Still, even with the extra pounds, Teller got to take a screen icon to bed - an irony that's not wasted on him. "So many people said to me, 'Oh my God, I am so jealous, you were kissing Charlotte Rampling for the Marc Jacobs ad,'" boasts Teller, who can't stop a healthy dollop of smugness from entering into the conversation. "And I thought to myself, 'You wait till you see this,'" he adds, holding up the book.

Facilitated by his wife, the art dealer and gallery owner Sadie Coles (she took many of the photographs of the two), Teller was freed up to share joint-billing in front of the camera with Rampling. Indeed the photographer's presence makes him as much the star of the book as the actress herself. According to Teller, becoming the subject of his unflinching self-scrutiny, triggered not so much an ego trip but a journey of self-discovery. "To a certain extent the book is a celebration of finding my sense of self. I knew I'd be able to be more brutally honest with me than with anybody else," he says. "There was a time when I'd photographed a lot of celebrities and sometimes that was actually mentally and physically quite draining, to creep inside a person's psyche. I just decided I didn't want to have to figure out other people's neurosis."

+--

WHAT IS REQUIRED -
Reproduce the passage above about Teller's book with Charlotte Rampling word for word.

ENTRIES -
+--

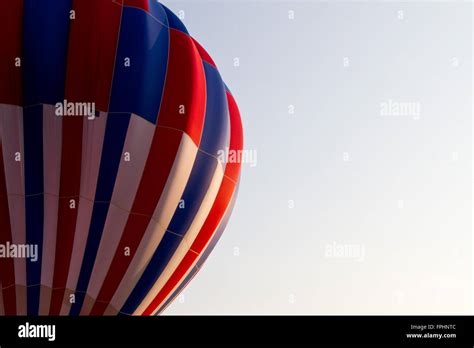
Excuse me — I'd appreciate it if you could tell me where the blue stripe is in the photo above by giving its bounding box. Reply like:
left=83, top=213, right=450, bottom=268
left=158, top=187, right=238, bottom=313
left=109, top=7, right=169, bottom=124
left=148, top=0, right=169, bottom=27
left=23, top=105, right=44, bottom=315
left=70, top=114, right=130, bottom=315
left=161, top=4, right=189, bottom=35
left=121, top=59, right=233, bottom=313
left=22, top=0, right=71, bottom=315
left=121, top=152, right=218, bottom=313
left=22, top=0, right=71, bottom=105
left=199, top=62, right=230, bottom=156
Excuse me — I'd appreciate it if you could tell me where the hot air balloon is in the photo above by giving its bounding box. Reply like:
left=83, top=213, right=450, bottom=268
left=0, top=0, right=243, bottom=315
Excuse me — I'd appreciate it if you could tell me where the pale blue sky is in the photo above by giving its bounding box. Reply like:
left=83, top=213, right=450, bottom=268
left=162, top=0, right=473, bottom=314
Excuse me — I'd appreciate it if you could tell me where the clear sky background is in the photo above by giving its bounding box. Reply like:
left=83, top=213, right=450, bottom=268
left=162, top=0, right=474, bottom=314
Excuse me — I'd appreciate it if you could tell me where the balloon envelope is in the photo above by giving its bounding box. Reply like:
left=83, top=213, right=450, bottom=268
left=0, top=0, right=243, bottom=315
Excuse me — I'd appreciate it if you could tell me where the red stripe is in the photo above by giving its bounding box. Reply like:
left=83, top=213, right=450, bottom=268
left=0, top=0, right=23, bottom=105
left=143, top=92, right=243, bottom=315
left=0, top=143, right=16, bottom=315
left=158, top=29, right=206, bottom=146
left=143, top=178, right=236, bottom=315
left=91, top=30, right=206, bottom=315
left=66, top=0, right=122, bottom=111
left=50, top=0, right=122, bottom=315
left=224, top=92, right=244, bottom=182
left=91, top=127, right=182, bottom=315
left=193, top=39, right=217, bottom=69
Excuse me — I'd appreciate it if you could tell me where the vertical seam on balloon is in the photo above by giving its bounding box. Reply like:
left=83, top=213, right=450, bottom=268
left=105, top=0, right=124, bottom=112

+--

PROBLEM SOLUTION -
Still, even with the extra pounds, Teller got to take a screen icon to bed - an irony that's not wasted on him. "So many people said to me, 'Oh my God, I am so jealous, you were kissing Charlotte Rampling for the Marc Jacobs ad,'" boasts Teller, who can't stop a healthy dollop of smugness from entering into the conversation. "And I thought to myself, 'You wait till you see this,'" he adds, holding up the book.

Facilitated by his wife, the art dealer and gallery owner Sadie Coles (she took many of the photographs of the two), Teller was freed up to share joint-billing in front of the camera with Rampling. Indeed the photographer's presence makes him as much the star of the book as the actress herself. According to Teller, becoming the subject of his unflinching self-scrutiny, triggered not so much an ego trip but a journey of self-discovery. "To a certain extent the book is a celebration of finding my sense of self. I knew I'd be able to be more brutally honest with me than with anybody else," he says. "There was a time when I'd photographed a lot of celebrities and sometimes that was actually mentally and physically quite draining, to creep inside a person's psyche. I just decided I didn't want to have to figure out other people's neurosis."